Would this be better phrased

	my $vq = 16;				# quadwords per vector

> +    my $datalen = (32 * $vl * 16) + $align;

> +

> +    write_pc_adr(0, (3 * 4) + ($align - 1)); # insn 1

> +    write_align_reg(0, $align);              # insn 2

> +    write_jump_fwd($datalen);                # insn 3

> +

> +    # align safety

> +    for (my $i = 0; $i < ($align / 4); $i++) {

> +        # align with nops

> +        insn32(0xd503201f);

> +    };

> +

> +    for (my $rt = 0; $rt <= 31; $rt++) {

> +        for (my $q = 0; $q < $vl; $q++) {

> +            write_random_fpreg_var(4); # quad

> +        }

> +    }

> +

> +    # Reset all the predicate registers to all true

> +    for (my $p = 0; $p < 16; $p++) {

> +        insn32(0x2518e3e0 | $p);

> +    }

> +

> +    # there is no post index load so we do this by hand

> +    write_mov_ri(1, 0);

> +    for (my $rt = 0; $rt <= 31; $rt++) {

> +        # ld1d    z0.d, p0/z, [x0, x1, lsl #3]

> +        insn32(0xa5e14000 | $rt);

> +        # incp    x1, p0.d

> +        insn32(0x25ec8801);


You could avoid this with the unpredicated form LDR (vector).

--------------------

(TASK TO CARRY OUT)
Write the next part of the code review excerpt about loading the vector registers, continuing from the point where it ends.

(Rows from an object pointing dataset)
--------------------

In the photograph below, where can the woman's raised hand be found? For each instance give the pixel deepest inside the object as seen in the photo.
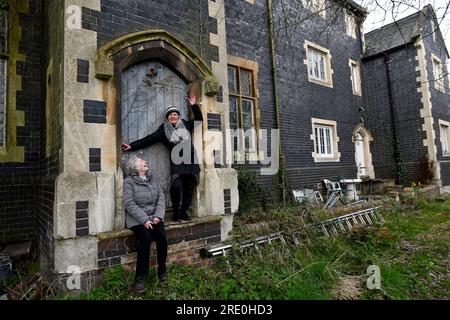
(192, 99)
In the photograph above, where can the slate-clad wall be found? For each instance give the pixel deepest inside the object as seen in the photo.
(18, 179)
(187, 20)
(300, 100)
(440, 100)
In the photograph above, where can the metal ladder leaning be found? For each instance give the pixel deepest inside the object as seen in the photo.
(346, 223)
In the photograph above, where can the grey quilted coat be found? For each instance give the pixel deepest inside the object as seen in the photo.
(143, 200)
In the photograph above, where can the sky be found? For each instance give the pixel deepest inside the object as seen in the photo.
(382, 12)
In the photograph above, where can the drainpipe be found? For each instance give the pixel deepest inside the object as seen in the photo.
(397, 159)
(282, 171)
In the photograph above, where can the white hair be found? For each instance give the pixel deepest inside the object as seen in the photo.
(130, 165)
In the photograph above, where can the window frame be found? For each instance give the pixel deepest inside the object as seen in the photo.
(5, 58)
(241, 64)
(312, 47)
(315, 6)
(444, 126)
(438, 73)
(355, 78)
(331, 125)
(350, 24)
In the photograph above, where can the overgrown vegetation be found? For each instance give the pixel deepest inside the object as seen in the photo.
(411, 250)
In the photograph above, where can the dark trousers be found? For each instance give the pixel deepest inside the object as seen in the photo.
(184, 183)
(145, 237)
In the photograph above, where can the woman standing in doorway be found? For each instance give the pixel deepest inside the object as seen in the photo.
(176, 132)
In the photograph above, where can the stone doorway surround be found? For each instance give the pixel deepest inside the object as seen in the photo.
(88, 202)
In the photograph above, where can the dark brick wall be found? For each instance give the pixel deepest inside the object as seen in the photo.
(184, 243)
(18, 181)
(187, 20)
(440, 100)
(407, 104)
(52, 38)
(299, 99)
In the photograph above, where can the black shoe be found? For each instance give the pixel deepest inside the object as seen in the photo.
(162, 276)
(185, 216)
(139, 286)
(176, 216)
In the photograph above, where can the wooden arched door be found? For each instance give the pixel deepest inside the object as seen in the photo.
(147, 90)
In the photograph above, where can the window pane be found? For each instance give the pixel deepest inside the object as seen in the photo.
(444, 134)
(316, 133)
(328, 137)
(322, 141)
(322, 68)
(3, 69)
(247, 114)
(232, 79)
(317, 64)
(234, 114)
(246, 83)
(3, 31)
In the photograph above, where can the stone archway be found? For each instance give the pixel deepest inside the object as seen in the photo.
(115, 60)
(363, 157)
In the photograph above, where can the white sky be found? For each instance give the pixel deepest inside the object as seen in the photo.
(382, 12)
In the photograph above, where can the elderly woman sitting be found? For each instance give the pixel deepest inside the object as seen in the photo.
(145, 208)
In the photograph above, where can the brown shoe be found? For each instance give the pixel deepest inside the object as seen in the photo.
(139, 286)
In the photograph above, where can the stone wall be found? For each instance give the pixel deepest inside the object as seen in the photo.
(184, 240)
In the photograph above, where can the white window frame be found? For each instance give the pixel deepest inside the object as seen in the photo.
(444, 126)
(315, 6)
(438, 73)
(350, 24)
(242, 153)
(4, 102)
(355, 77)
(312, 49)
(433, 31)
(331, 153)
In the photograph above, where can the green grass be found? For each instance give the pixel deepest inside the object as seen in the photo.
(411, 250)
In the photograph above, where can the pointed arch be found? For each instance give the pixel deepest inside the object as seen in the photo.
(361, 132)
(133, 48)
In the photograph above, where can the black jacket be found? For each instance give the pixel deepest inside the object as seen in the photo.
(160, 136)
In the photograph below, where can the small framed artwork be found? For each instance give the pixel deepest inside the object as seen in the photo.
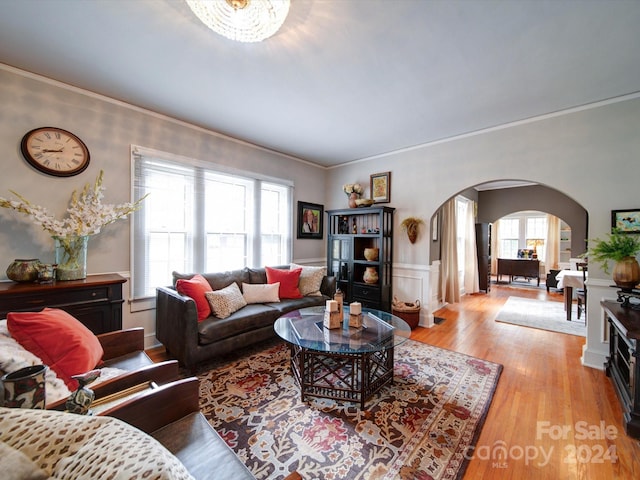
(380, 187)
(310, 220)
(626, 221)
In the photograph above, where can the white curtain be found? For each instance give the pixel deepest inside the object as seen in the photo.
(471, 275)
(552, 256)
(450, 286)
(495, 246)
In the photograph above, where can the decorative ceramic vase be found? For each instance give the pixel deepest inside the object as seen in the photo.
(353, 196)
(22, 270)
(71, 257)
(80, 400)
(626, 273)
(371, 254)
(370, 275)
(25, 388)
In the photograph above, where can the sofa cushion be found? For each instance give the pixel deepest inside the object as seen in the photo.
(222, 279)
(196, 287)
(259, 293)
(287, 305)
(72, 350)
(288, 280)
(225, 301)
(310, 279)
(66, 445)
(249, 318)
(17, 466)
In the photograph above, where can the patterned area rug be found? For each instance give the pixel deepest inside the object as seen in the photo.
(529, 312)
(420, 427)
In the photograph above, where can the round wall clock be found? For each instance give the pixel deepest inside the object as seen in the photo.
(55, 151)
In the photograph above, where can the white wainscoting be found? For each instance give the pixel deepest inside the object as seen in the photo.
(414, 282)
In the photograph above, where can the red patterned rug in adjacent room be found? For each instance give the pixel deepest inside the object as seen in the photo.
(420, 427)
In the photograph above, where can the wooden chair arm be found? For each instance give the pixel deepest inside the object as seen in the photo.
(154, 408)
(121, 342)
(160, 373)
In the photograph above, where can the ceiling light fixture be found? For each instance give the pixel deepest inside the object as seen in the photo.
(242, 20)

--------------------

(THE RESULT)
(LD1x scalar+immediate doesn't provide enough immediate range).

	# ldr	z$rt, [x0, #$rt, mul vl]
	insn32(0x85804000 + $rt + (($rt & 7) << 10) + (($rt & 0x18) << 13));

which is what the kernel does.

No harm in exercising different instructions though!  The kernel uses
embarrassingly few.


Does it matter that the stride will depend on the actual current VL?
If x0 just points to a block of random data, I guess it doesn't matter:
some trailing data remains unused, but that doesn't make the used data
any less random.

[...]

Cheers
---Dave

Alex Bennée Nov. 9, 2017, 2:50 p.m. UTC | #3

Dave Martin <Dave.Martin@arm.com> writes:

> On Tue, Nov 07, 2017 at 03:05:55PM +0000, Alex Bennée wrote:

>> This is similar to the approach used by the FP/simd data in so far as

>> we generate a block of random data and then load into it. As there are

>> no post-index SVE operations we need to emit an additional incp

>> instruction to generate our offset into the array.

>>

>> Signed-off-by: Alex Bennée <alex.bennee@linaro.org>

>> ---

>>  risugen        |  3 +++

>>  risugen_arm.pm | 57 ++++++++++++++++++++++++++++++++++++++++++++++++++-------

>>  2 files changed, 53 insertions(+), 7 deletions(-)

>>

>> diff --git a/risugen b/risugen

>> index aba4bb7..0ac8e86 100755

>> --- a/risugen

>> +++ b/risugen

>> @@ -317,6 +317,7 @@ sub main()

>>      my $condprob = 0;

>>      my $fpscr = 0;

>>      my $fp_enabled = 1;

>> +    my $sve_enabled = 1;

>>      my $big_endian = 0;

>>      my ($infile, $outfile);

>>

>> @@ -334,6 +335,7 @@ sub main()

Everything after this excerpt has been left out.